#### Document excerpt
--
The former chief executive officer of Activision Blizzard, Bobby Kotick, has leveled significant allegations against the Swedish pension fund Sjunde AP-Fonden (AP7), claiming that its legal challenge against Microsoft’s $68.7 billion acquisition of the gaming giant was a calculated move designed to benefit a competitor. In a series of legal filings submitted to the Delaware Court of Chancery, Kotick and his legal team asserted that the lawsuit was not a genuine effort to protect shareholder interests, but rather a strategic maneuver intended to pave the way for the Sweden-based Embracer Group to expand its influence within the California gaming market. This claim introduces a complex new layer to the protracted legal battles that surrounded one of the largest tech acquisitions in history, suggesting that international corporate rivalries may have played a silent role in the litigation process.
The legal response, which surfaced via reports from Game File, details Kotick’s belief that the lawsuit filed by AP7 in late 2022 was orchestrated to weaken Activision Blizzard’s standing. According to the court documents, Kotick argues that the litigation sought to disrupt Activision’s ability to recruit top-tier talent and engage in its own merger and acquisition (M&A) activities—strategies that the company had historically utilized to maintain its dominance. By creating a prolonged period of legal uncertainty and reputational damage, the lawsuit allegedly aimed to create a vacuum in the California market that the Embracer Group could subsequently fill.
--
#### Source data
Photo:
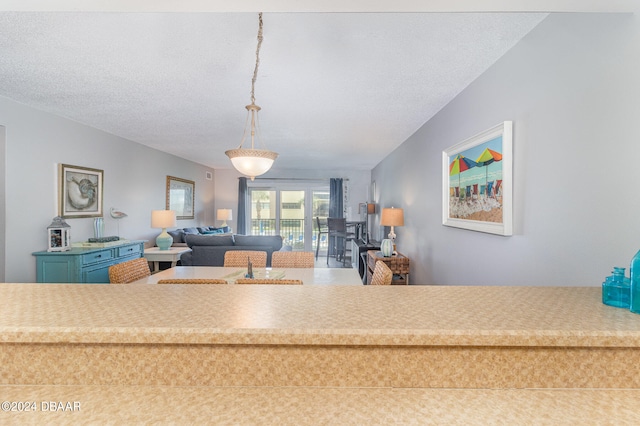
--
#### Jobs
1. Repeat word for word the passage from the Kotick lawsuit article, from "The legal response, which" up to and including "could subsequently fill.".
2. How would the article on Bobby Kotick's allegations against AP7 go on from the last sentence shown? Write the next part.

#### Expected answers
1.
The legal response, which surfaced via reports from Game File, details Kotick’s belief that the lawsuit filed by AP7 in late 2022 was orchestrated to weaken Activision Blizzard’s standing. According to the court documents, Kotick argues that the litigation sought to disrupt Activision’s ability to recruit top-tier talent and engage in its own merger and acquisition (M&A) activities—strategies that the company had historically utilized to maintain its dominance. By creating a prolonged period of legal uncertainty and reputational damage, the lawsuit allegedly aimed to create a vacuum in the California market that the Embracer Group could subsequently fill.

2.
The Origins of the AP7 Lawsuit and Allegations of a Rushed Sale
The lawsuit initiated by AP7, a major Swedish national pension fund with significant investments in global equities, centered on the timing and motivation behind the Microsoft-Activision Blizzard merger. AP7 alleged that the $95-per-share cash deal was "rushed through" by the Activision Blizzard board of directors. The core of the pension fund’s argument was that the sale served as a "fire sale" designed to protect Bobby Kotick from the fallout of several investigations into workplace misconduct.
In 2021 and 2022, Activision Blizzard faced intense scrutiny following a lawsuit from the California Department of Fair Employment and Housing (now the Civil Rights Department), which alleged a pervasive "frat boy" culture, systemic gender discrimination, and sexual harassment within the company. AP7 contended that the merger with Microsoft was a strategic exit for Kotick, allowing him to bypass personal accountability and secure a massive payout while the company’s valuation was arguably depressed by the ongoing scandals. The pension fund argued that the board failed in its fiduciary duty to seek the highest possible value for shareholders, prioritizing instead a quick resolution to the CEO’s mounting legal and public relations problems.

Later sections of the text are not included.